* **Vorliegender Textauszug**:
******************************
Wenn sich der Weg über staatliche Förderung als ungangbar erweist, bleibt den Unternehmensgründern nur übrig, Risikokapital einzuwerben. Auch das kostet viel Zeit und verlangt zudem die Verhandlungskompetenz von Profis. Mitunter ist die Mehrheit am eigenen Unternehmen schon weg, bevor es überhaupt gegründet worden ist. „Man muss genau aufpassen, wohin man sich mit seiner Idee traut, sonst ist jemand schneller“, warnt Erhard Neumann, Geschäftsführer eines virtuellen Autohauses, das er mit einigen Millionen Mark Risikokapital von etablierten Unternehmen ausgebaut hat. Sie haben zwar an den Erfolg seiner Idee geglaubt, aber nun wollen sie davon auch kräftig profitieren.

Unterstützung bei der Suche nach mehr oder weniger freundlichen Geldgebern finden Existenzgründer unter anderem beim „Business Angels Netzwerk Deutschland“ (BAND). „Business Angels“ nennen sich Privatpersonen, die jungen Unternehmen Kapital und Know-how zur Verfügung stellen, die also zugleich als Investor und Mentor auftreten. Unter www.business-angels.de können sich angehende Unternehmer in eine Online-Kartei eintragen, Grundzüge ihrer Geschäftsidee vorstellen und Anforderungen definieren, die ein Investitionspartner erfüllen sollte. Hilfreich sind auch die dort zu findenden Anlaufadressen von Leuten, die noch eine Gelegenheit suchen, ihr Geld und Wissen anzulegen.

Wenn die Wirtschaftsforscher Recht haben, müssten sich die neuen Internetunternehmer ihre Geldgeber aussuchen können. In Deutschland ist das Gegenteil der Fall. Denn noch scheint den Anlegern hierzulande die Frage nicht hinreichend beantwortet, wie denn nicht nur mit spekulativen Internet-Aktien, sondern auch mit kostenlos absurfbaren Websites echtes Geld zu verdienen sei.
******************************
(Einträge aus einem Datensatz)
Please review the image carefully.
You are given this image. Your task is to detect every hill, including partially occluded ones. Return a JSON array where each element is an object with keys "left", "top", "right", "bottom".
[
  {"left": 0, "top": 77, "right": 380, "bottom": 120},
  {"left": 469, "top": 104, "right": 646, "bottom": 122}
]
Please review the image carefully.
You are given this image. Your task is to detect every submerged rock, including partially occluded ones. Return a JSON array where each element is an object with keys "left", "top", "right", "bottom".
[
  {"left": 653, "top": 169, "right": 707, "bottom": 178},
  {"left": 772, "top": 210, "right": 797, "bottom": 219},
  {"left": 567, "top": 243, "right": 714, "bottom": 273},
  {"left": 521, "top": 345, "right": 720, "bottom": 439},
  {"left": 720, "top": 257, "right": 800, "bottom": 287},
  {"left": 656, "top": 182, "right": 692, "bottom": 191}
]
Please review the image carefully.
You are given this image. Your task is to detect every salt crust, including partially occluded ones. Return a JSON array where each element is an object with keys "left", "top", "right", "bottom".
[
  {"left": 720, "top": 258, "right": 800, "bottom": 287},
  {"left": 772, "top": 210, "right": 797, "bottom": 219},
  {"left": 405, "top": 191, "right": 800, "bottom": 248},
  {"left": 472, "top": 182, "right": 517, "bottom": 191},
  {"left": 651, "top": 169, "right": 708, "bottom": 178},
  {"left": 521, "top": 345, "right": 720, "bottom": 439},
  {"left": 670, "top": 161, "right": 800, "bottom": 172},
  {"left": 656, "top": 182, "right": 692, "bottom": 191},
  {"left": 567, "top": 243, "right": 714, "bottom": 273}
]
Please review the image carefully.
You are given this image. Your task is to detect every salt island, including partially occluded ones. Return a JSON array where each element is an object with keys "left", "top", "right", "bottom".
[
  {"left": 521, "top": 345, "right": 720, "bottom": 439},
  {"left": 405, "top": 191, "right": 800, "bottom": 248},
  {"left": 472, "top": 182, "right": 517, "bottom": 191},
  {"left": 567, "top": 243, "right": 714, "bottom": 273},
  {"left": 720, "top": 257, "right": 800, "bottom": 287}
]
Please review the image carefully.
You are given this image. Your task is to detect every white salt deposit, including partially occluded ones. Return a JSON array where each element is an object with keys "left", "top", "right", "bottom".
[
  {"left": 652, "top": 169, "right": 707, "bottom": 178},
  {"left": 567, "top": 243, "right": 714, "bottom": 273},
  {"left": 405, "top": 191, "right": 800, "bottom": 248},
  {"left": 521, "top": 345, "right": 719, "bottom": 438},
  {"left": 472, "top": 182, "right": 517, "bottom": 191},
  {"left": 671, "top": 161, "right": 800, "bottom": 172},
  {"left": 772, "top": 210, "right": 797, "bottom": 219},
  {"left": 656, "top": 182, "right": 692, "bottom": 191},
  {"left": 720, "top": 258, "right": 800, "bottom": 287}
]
******************************
* **Arbeitsanweisungen**:
a – Gib aus dem Text über Risikokapital für Unternehmensgründer alles ab „Wenn die Wirtschaftsforscher“ bis hinunter zu „zu verdienen sei.“ wortgetreu wieder.
b – Führe jede Zeile der Einträge auf, in der die Zeichenfolge „including“ vorkommt, und übernimm sie unverändert.

* **Lösungen**:
a –
Wenn die Wirtschaftsforscher Recht haben, müssten sich die neuen Internetunternehmer ihre Geldgeber aussuchen können. In Deutschland ist das Gegenteil der Fall. Denn noch scheint den Anlegern hierzulande die Frage nicht hinreichend beantwortet, wie denn nicht nur mit spekulativen Internet-Aktien, sondern auch mit kostenlos absurfbaren Websites echtes Geld zu verdienen sei.

b –
You are given this image. Your task is to detect every hill, including partially occluded ones. Return a JSON array where each element is an object with keys "left", "top", "right", "bottom".
You are given this image. Your task is to detect every submerged rock, including partially occluded ones. Return a JSON array where each element is an object with keys "left", "top", "right", "bottom".
You are given this image. Your task is to detect every salt crust, including partially occluded ones. Return a JSON array where each element is an object with keys "left", "top", "right", "bottom".
You are given this image. Your task is to detect every salt island, including partially occluded ones. Return a JSON array where each element is an object with keys "left", "top", "right", "bottom".
You are given this image. Your task is to detect every white salt deposit, including partially occluded ones. Return a JSON array where each element is an object with keys "left", "top", "right", "bottom".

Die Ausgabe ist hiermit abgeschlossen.